Segment Open

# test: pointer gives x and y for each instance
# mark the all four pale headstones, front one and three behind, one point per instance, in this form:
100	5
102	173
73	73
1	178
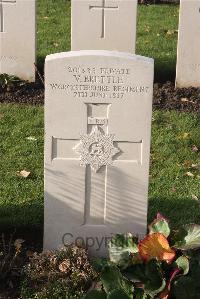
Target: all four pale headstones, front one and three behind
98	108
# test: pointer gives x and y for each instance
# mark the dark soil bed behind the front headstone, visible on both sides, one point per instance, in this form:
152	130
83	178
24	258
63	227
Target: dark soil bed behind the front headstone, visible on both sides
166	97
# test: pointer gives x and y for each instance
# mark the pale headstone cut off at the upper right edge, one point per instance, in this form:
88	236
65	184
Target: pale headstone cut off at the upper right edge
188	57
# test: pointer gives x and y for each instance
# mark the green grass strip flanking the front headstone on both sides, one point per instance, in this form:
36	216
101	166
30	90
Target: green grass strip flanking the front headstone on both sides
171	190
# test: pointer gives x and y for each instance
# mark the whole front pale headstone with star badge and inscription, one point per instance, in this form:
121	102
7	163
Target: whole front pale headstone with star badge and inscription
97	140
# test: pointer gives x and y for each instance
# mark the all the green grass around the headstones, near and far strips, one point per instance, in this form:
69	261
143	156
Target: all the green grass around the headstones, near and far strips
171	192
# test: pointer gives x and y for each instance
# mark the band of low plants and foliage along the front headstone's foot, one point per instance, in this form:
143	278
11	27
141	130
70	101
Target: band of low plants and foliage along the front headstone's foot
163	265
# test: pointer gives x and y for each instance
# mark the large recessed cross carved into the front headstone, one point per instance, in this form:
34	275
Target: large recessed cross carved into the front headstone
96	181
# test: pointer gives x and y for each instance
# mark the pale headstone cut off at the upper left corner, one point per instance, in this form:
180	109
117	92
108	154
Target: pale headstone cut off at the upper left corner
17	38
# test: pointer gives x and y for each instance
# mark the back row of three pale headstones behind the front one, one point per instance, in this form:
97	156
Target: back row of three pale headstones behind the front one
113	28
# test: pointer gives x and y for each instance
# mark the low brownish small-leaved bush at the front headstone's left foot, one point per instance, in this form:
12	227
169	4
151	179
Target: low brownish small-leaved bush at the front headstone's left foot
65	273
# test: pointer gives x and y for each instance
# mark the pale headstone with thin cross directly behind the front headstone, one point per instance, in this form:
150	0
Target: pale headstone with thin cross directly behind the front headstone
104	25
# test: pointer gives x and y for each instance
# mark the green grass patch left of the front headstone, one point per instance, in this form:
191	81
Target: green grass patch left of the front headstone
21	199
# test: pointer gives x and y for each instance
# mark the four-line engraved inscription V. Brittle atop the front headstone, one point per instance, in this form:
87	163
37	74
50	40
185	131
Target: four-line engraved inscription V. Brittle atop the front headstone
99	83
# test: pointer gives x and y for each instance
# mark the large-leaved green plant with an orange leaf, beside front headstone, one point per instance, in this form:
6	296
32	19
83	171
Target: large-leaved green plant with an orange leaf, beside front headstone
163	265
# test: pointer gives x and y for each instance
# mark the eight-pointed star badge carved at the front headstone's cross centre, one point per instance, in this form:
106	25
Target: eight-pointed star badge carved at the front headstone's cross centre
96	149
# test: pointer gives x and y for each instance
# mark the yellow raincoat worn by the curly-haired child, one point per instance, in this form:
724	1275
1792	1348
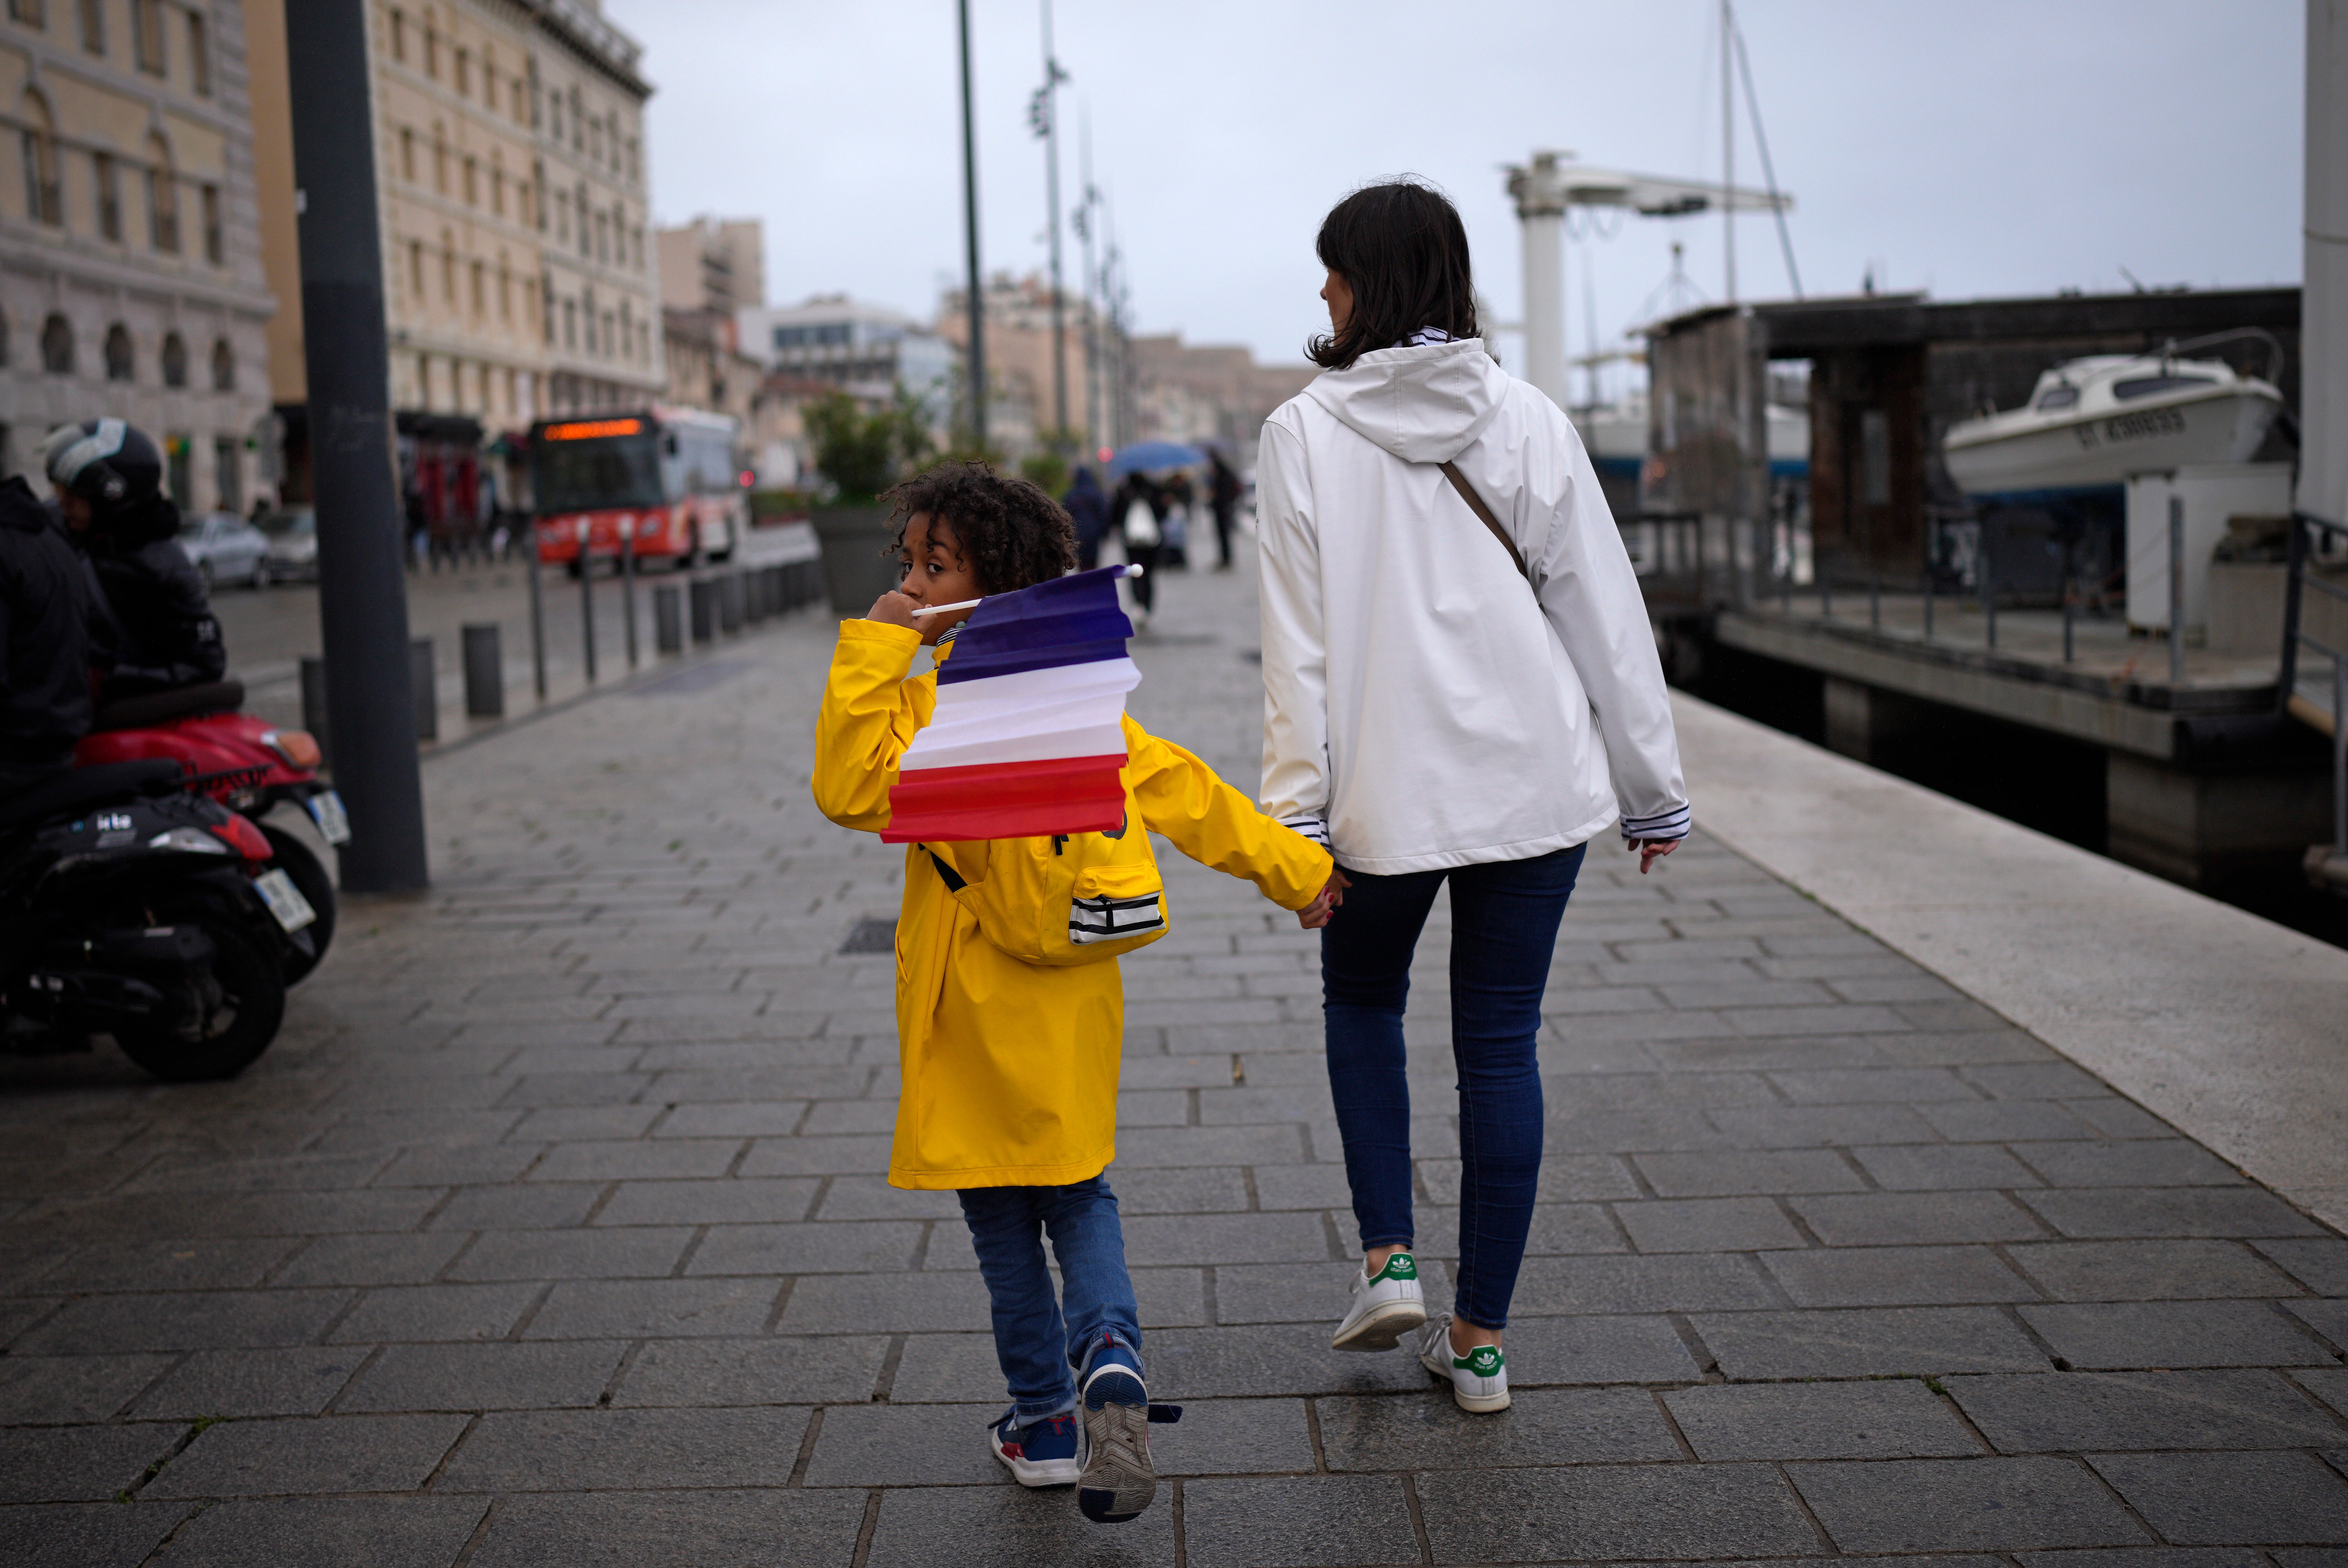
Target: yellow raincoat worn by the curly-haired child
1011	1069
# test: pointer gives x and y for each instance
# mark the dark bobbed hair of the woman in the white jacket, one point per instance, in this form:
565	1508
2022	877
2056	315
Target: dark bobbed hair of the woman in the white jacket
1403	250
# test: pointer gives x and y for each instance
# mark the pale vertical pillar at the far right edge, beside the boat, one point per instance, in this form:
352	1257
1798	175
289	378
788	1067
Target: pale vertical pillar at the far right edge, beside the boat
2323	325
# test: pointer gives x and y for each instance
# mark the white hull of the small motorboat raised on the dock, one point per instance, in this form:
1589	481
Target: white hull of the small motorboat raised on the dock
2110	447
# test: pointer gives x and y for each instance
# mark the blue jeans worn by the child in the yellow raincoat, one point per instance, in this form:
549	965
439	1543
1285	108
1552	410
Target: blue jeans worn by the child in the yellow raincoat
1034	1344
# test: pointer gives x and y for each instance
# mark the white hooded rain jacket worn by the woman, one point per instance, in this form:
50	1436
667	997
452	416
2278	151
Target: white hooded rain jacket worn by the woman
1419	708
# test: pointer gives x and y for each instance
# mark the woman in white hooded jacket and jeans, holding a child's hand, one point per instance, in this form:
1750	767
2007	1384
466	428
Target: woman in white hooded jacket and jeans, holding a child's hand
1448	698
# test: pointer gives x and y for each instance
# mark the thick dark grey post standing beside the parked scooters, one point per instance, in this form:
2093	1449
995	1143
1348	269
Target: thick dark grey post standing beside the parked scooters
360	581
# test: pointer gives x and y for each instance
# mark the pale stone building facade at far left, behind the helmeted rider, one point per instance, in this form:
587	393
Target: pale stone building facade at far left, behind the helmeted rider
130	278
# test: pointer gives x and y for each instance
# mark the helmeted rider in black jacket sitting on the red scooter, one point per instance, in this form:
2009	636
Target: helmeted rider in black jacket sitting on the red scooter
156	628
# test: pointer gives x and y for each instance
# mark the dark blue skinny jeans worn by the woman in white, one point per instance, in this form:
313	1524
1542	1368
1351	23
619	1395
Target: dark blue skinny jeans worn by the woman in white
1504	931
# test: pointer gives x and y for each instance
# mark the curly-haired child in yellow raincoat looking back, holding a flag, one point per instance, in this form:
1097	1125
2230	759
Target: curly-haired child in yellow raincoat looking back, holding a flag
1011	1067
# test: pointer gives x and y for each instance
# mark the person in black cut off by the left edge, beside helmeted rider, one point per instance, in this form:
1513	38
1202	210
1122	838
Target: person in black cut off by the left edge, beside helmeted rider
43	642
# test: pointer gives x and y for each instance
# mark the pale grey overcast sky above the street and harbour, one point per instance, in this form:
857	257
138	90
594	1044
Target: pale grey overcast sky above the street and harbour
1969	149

Segment Closed

§ The task: Transcribe every record above exactly, leaving out the pictures.

§ Result of the exercise:
# test: pointer gives x and y for each instance
# mark the all four pale headstones, front one and three behind, one point per instance, in this form:
100	5
102	173
73	73
1	178
Target: all four pale headstones, front one and three behind
98	108
# test: pointer gives x and y for each instance
# mark the dark soil bed behind the front headstone, visible on both sides, one point per instance, in this form:
152	130
83	178
24	258
63	227
Target: dark soil bed behind the front headstone, visible on both sides
166	97
# test: pointer gives x and y for each instance
# mark the pale headstone cut off at the upper right edge, one point per instance, in this form:
88	236
65	184
Target: pale headstone cut off at the upper right edge
188	57
# test: pointer gives x and y for each instance
# mark the green grass strip flanking the front headstone on both sides, one point per instance, in this form:
36	216
101	166
30	90
Target: green grass strip flanking the front headstone on both sides
171	190
# test: pointer gives x and y for each instance
# mark the whole front pale headstone with star badge and inscription, one point per instance, in this form:
121	102
7	163
Target: whole front pale headstone with star badge and inscription
97	140
# test: pointer gives x and y for each instance
# mark the all the green grass around the headstones, near and far strips, one point per instance, in this form:
69	261
143	156
Target: all the green grass around the headstones, near and far strips
171	192
# test: pointer gives x and y for each instance
# mark the band of low plants and foliage along the front headstone's foot, one point per instance, in this form:
143	278
11	27
141	130
70	101
Target: band of low plants and foliage along the front headstone's foot
163	265
# test: pointer gives x and y for each instance
# mark the large recessed cross carved into the front headstone, one point per instance, in this form:
34	275
Target: large recessed cross carved into the front headstone
96	181
# test: pointer gives x and y for each instance
# mark the pale headstone cut off at the upper left corner, one point per instance, in this form:
180	109
117	92
108	154
Target: pale headstone cut off at the upper left corner
17	38
# test: pointer gives x and y for each instance
# mark the back row of three pale headstones behind the front one, one point per instance, in this form:
97	156
Target: back row of three pale headstones behind the front one
113	28
# test: pointer gives x and y for each instance
# mark the low brownish small-leaved bush at the front headstone's left foot, one point per instance, in this form:
12	227
169	4
151	179
Target: low brownish small-leaved bush at the front headstone's left foot
65	273
# test: pointer gives x and y for each instance
# mark the pale headstone with thin cross directly behind the front headstone, one point per instance, in this form:
150	0
Target: pale headstone with thin cross directly behind the front headstone
104	25
# test: pointer gives x and y for each instance
# mark the green grass patch left of the front headstone, one point per instance, in this form:
191	81
Target: green grass patch left of the front headstone
21	199
# test: pointer gives x and y for each instance
# mark the four-line engraved inscription V. Brittle atop the front headstone, one point per instance, in this form:
87	163
37	74
50	40
185	131
Target: four-line engraved inscription V. Brittle atop the front headstone
99	83
# test: pointer gives x and y for each instance
# mark the large-leaved green plant with an orange leaf, beside front headstone, one point per instance, in this form:
6	296
32	19
83	171
Target: large-leaved green plant with an orange leaf, beside front headstone
163	265
# test: pointer gives x and y for each instance
# mark the eight-pointed star badge carved at the front headstone's cross centre, one point per instance, in this form:
106	25
Target: eight-pointed star badge carved at the front headstone's cross centre
96	149
# test: pointer gives x and y for each instance
# mark the yellow raincoat worn by the curly-haired child, one point per instance, in this form:
724	1275
1792	1348
Target: yellow raincoat worn by the curly-haired child
1011	1069
# test: pointer gives x and y for each instance
# mark the dark bobbed hair of the woman in the white jacket, one point per instance, in this form:
565	1508
2022	877
2056	315
Target: dark bobbed hair of the woman in the white jacket
1403	250
# test: pointer gives x and y for each instance
# mark the pale vertical pillar at the far right edge, beside the boat, one point per instance, in this form:
352	1257
1798	175
289	378
788	1067
Target: pale vertical pillar at the far right edge, beside the boat
2323	325
# test: pointer gives x and y for each instance
# mark the white hull of the small motorboat raised on the dock, one point per instance, in this form:
1589	481
Target: white hull of the small motorboat raised on the dock
2110	447
# test: pointer gives x and y for each instance
# mark the blue jeans worn by the child in the yellow raincoat, one point per instance, in this form:
549	965
439	1543
1285	108
1552	410
Target: blue jeans worn by the child in the yellow raincoat
1034	1344
# test: pointer gives x and y for each instance
# mark the white hooded rain jacket worn by the woman, one point per instance, in this form:
50	1436
667	997
452	416
2278	151
Target: white hooded rain jacket worn by the woman
1419	708
# test: pointer gives x and y for each instance
# mark the woman in white hooded jacket and jeans, holding a child's hand, one point per instance, in this form:
1750	767
2007	1384
466	428
Target: woman in white hooded jacket and jeans, holding a child's hand
1448	698
# test: pointer gives x and y for each instance
# mark the thick dark grey post standing beside the parked scooters, one point per instance, in this form:
2093	1449
995	1143
1348	269
Target: thick dark grey post standing beside the parked scooters
360	581
# test: pointer gives x and y for each instance
# mark the pale stone building facade at far left, behind the helmeted rider, one point per instance, in this form:
587	393
Target: pale stone building facade at far left, behind the helmeted rider
130	278
# test: pointer gives x and y for each instance
# mark the helmeted rider in black jacket sitting on the red scooter, one point per instance, in this form:
2009	636
Target: helmeted rider in black jacket sitting on the red scooter
156	628
# test: pointer gives x and y for each instance
# mark the dark blue skinny jeans worn by the woman in white, one point per instance, in this form:
313	1524
1542	1368
1351	23
619	1395
Target: dark blue skinny jeans worn by the woman in white
1504	931
# test: pointer gives x and y for each instance
# mark the curly-haired child in yellow raincoat looking back, holding a flag, one point per instance, in this form:
1097	1125
2230	759
Target: curly-haired child in yellow raincoat looking back, holding a flag
1011	1067
# test: pointer gives x and y for each instance
# mark the person in black cut off by the left edge, beside helmeted rider, one point per instance, in this form:
1513	38
1202	210
1122	838
Target: person in black cut off by the left edge, beside helmeted rider
43	642
# test: pointer gives x and y for each instance
# mark the pale grey overcast sky above the street and harbour, one point per instance, in this form:
857	257
138	90
594	1044
Target: pale grey overcast sky above the street and harbour
1969	149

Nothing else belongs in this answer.